| Questions to answer |
(1) List every existing software tool or language that the passage on CoreTex OS memory names: the version-control system, the database, the search utility, and the programming language.
(2) Write the next part of the passage on CoreTex OS memory, starting after its last sentence.
[[ Supplied text open ]]
Concurrently, the Default Mode Network (DMN) triggers background reflection cycles via trigger_daydreams(). It crawls through historic system errors in medulla.log alongside randomized files across user markdown vaults to identify non-obvious optimizations. These optimizations are recorded as insights within daydreams.md, and the system can automatically schedule execution code changes under isolated git branches to evaluate them safely.


🧬 Memory Encoding & Retrieval Flow

1. The CAS Gatekeeper & Event-Driven Indexing

Instead of running an expensive $O(N)$ full-directory crawl across the vault, the Hippocampus utilizes incremental event-driven indexing hooked into the Somatosensory watcher daemon. Before a file is parsed or analyzed, its content is hashed (sha256). If the hash matches the SQLite file_hashes tracking registry, the system immediately aborts the parsing pipeline, skipping regex checks and saving massive CPU cycles.

2. The Ripgrep Engine & Context Window Protection

When an agent executes a global search (global_text_search), CoreTex OS completely bypasses Python's internal memory allocation limits by dropping into a native ripgrep (rg) subprocess.

To protect the LLM from token degradation when retrieving massive files, the Hippocampus employs a Hybrid Illusion. If the Ripgrep search hits a massive file, Python silently intercepts the output and stitches the pre-computed Semantic Sidecar summary directly to the top of the search result. The agent gains total technical omniscience without ever flooding its context window.
[[ Supplied text closed ]]
[[ Listed records open ]]
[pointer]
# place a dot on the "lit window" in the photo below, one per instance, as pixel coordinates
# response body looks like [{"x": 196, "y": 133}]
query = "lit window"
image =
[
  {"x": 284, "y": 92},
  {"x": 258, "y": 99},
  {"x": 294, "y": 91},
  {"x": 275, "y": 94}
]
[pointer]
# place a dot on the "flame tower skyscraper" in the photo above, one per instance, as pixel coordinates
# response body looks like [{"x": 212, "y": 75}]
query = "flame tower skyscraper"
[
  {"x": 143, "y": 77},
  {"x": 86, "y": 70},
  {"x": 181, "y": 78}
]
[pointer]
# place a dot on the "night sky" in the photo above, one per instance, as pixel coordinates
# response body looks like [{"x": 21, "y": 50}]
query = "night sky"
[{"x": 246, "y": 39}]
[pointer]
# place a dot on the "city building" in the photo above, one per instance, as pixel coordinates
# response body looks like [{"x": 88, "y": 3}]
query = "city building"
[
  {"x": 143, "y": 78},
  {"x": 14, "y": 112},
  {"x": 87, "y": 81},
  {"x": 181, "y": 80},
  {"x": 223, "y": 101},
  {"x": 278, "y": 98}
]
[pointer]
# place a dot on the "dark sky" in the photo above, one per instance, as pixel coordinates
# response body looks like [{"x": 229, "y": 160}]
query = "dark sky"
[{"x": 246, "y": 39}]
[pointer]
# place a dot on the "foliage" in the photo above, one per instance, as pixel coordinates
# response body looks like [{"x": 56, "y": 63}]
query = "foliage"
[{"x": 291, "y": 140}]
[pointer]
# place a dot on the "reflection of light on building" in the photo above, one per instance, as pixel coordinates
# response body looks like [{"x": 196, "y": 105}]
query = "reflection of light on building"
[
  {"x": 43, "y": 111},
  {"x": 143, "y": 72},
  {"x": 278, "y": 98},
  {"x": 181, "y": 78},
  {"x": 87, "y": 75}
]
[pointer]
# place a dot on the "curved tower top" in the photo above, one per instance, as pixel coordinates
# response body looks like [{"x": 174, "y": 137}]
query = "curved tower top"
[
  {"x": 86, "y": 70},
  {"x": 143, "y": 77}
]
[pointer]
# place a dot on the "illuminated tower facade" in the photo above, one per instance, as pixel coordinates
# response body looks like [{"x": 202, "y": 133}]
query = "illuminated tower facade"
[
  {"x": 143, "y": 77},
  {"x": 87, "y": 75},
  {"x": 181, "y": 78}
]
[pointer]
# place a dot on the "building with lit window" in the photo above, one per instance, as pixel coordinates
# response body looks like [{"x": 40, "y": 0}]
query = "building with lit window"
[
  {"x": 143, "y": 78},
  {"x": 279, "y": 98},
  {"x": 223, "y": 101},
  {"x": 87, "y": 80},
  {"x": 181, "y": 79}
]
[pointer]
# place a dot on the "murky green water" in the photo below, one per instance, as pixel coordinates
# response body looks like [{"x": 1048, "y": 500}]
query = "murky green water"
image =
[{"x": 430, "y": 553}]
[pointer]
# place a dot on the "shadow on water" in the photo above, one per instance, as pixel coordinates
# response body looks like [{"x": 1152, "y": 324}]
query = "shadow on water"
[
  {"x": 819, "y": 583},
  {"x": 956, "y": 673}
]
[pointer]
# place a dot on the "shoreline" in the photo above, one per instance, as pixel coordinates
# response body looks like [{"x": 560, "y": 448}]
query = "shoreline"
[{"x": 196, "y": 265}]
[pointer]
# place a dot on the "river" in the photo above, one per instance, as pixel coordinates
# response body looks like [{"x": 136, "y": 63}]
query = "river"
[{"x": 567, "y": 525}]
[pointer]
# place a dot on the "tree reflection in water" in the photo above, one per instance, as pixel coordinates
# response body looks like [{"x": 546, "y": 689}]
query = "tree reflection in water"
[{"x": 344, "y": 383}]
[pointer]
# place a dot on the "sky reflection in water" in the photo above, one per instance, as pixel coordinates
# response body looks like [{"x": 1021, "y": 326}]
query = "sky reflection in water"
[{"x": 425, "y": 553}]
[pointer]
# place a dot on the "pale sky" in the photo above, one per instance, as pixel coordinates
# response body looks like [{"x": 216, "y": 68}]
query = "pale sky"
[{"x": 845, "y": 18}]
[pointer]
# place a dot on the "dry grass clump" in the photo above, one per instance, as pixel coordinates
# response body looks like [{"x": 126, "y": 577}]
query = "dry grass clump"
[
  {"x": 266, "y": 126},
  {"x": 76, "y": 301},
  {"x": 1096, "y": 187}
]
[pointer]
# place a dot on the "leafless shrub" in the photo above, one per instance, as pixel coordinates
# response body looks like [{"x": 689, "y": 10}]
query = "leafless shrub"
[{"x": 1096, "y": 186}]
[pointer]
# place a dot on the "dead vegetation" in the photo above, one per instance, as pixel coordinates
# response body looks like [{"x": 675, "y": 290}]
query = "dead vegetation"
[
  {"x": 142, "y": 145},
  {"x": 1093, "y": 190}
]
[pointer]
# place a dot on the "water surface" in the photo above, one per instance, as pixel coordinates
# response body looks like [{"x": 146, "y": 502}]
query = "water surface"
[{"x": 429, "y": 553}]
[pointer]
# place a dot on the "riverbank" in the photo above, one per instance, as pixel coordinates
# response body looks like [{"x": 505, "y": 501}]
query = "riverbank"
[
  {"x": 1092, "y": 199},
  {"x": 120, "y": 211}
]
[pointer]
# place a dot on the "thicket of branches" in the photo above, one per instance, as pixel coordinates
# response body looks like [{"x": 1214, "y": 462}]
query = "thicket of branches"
[[ Listed records closed ]]
| Answers by item |
(1) git, SQLite, ripgrep (rg), Python

(2)
3. Sleep Cycle Synaptic Consolidation

During inactive idle intervals, or system shutdown sequences, the engine initiates long-term memory consolidation via consolidate_short_term_memory(). The subcortex processes these memories through a structured routine:

  • Semantic Compaction Sweep: The daemon scans the FTS5 index for any "heavy" files (>3,000 characters) that have been modified. It uses a low-cost, high-speed model (like gemini-2.5-flash or gpt-4o-mini) to compress the file into a dense, 2-3 sentence technical abstract, storing it safely in the semantic_cache sidecar without corrupting the user's local Obsidian files.
  • Belief Extraction: Passive extraction of long-term semantic rules and workspace architectures into Core_Beliefs.md for permanent agent personalization.
  • Low-Entropy Text Distillation: It strips out transient tool error histories, temporary variables, and intermediate text filler, condensing the logs into a technical bulleted summary highlighting architecture updates and project changes.
  • Vault Archiving: This long-term memory summary is appended directly into targeted Markdown files across specific workspace subfolders (Meta/global-memory.md).